RECORDS FOR THE EXERCISE.
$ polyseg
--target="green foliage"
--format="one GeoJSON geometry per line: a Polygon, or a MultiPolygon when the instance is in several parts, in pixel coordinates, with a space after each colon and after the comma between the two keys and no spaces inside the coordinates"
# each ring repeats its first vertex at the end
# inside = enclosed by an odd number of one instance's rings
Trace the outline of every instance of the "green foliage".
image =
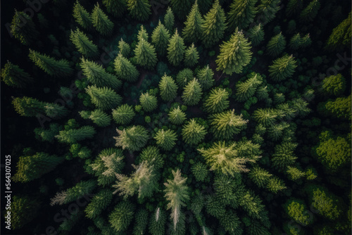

REQUEST.
Please reproduce the listing above line for line, leaving out any pictures.

SOLUTION FOR THIS PROBLEM.
$ polyseg
--target="green foliage"
--format="one GeoJSON geometry per line: a Polygon, or a MultiPolygon when the instance is in several parts, in pixel coordinates, with a space after each colon and after the comma between the two keys and no spaces inside the coordinates"
# each ring repeats its first vertex at the end
# inside = enclosed by an odd number of one instance's rings
Trace the outline of every instance of the "green foliage".
image =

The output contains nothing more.